INSTRUCTIONS FOR THE TASK:
Return the material unaltered, line by line.

DATA SHOWN:
+ + +
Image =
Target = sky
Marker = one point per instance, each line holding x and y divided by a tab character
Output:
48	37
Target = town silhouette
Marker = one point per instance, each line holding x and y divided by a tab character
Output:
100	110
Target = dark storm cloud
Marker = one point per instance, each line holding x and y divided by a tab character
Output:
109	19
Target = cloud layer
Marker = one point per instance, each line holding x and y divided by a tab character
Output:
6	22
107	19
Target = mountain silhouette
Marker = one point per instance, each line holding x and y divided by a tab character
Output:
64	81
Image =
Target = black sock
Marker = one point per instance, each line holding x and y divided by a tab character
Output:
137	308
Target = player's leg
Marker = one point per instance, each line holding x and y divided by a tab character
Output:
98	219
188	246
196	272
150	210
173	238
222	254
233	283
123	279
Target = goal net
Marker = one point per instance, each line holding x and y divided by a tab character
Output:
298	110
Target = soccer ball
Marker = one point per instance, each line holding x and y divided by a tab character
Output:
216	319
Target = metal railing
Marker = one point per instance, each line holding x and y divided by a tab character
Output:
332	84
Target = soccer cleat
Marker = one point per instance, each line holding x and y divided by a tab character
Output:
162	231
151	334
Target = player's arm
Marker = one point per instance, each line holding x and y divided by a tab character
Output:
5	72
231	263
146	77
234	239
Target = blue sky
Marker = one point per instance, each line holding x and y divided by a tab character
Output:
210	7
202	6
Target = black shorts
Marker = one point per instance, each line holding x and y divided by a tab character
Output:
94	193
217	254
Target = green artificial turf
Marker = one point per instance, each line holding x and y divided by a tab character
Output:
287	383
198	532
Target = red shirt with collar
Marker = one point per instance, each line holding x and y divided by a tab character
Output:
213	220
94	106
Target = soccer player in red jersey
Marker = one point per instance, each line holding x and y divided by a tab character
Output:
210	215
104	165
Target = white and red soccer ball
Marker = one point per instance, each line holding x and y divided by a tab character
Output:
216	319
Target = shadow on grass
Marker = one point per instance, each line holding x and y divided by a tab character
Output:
+ + +
REPLY TO THE EXERCISE:
Image =
Target = sky
Marker = one point per instance, each line holding x and y divided by a tab character
Output:
48	37
Target = town silhouette
Marker = one point per instance, each line holding x and y divided by a tab character
Output:
100	110
Target = dark storm cloud
Marker = one point per instance, each line holding x and y divided by a tab character
Output:
109	19
Target = cloud layer
Marker = one point per instance, each line holding x and y divided by a tab character
Output:
6	22
107	19
Target = mountain silhouette
Marker = one point per instance, each line holding x and y divided by a tab character
Output:
64	81
Image =
Target = black sock
Marker = one point per instance, each line holding x and y divided by a tab character
Output:
137	308
Target = player's leg
Marker = one point per instance, each line holding x and y divided by a tab character
Output:
98	219
188	246
196	272
150	210
173	238
222	254
233	283
123	279
Target = goal net
Marker = one point per instance, each line holding x and y divided by a tab character
Output:
298	110
Target = soccer ball
Marker = one point per instance, each line holding x and y divided by a tab character
Output:
216	319
Target = metal railing
Marker = one point per instance, each line holding x and y divided by a tab character
Output:
332	84
Target = soccer cleat
Marker = one point per instance, each line holding x and y divided by a tab character
Output:
162	231
151	334
Target = player's arm
Marker = one point per instance, each line holding x and y divided by a tab character
Output:
5	72
231	263
146	77
234	239
Target = blue sky
Marker = one point per instance, each line holding x and y divided by a tab character
Output:
210	7
202	6
Target = black shorts
Marker = one point per instance, each line holding x and y divided by a tab character
Output:
94	193
217	254
Target = green artificial turf
Marker = one point per instance, each line holding x and y divided by a tab character
Output:
287	383
198	532
Target = red shirt with collar
Marker = one point per instance, each line holding x and y divided by a tab character
Output:
213	220
94	106
Target = soccer player in red jersey
Marker = one point per instance, each line holding x and y divided by a tab character
Output:
210	215
104	165
Target = white and red soccer ball
Marker = one point per instance, each line holding x and y divided by a tab character
Output:
216	319
Target = shadow on grass
Marker = one point per instance, each line holding x and y divided by a tab character
Output:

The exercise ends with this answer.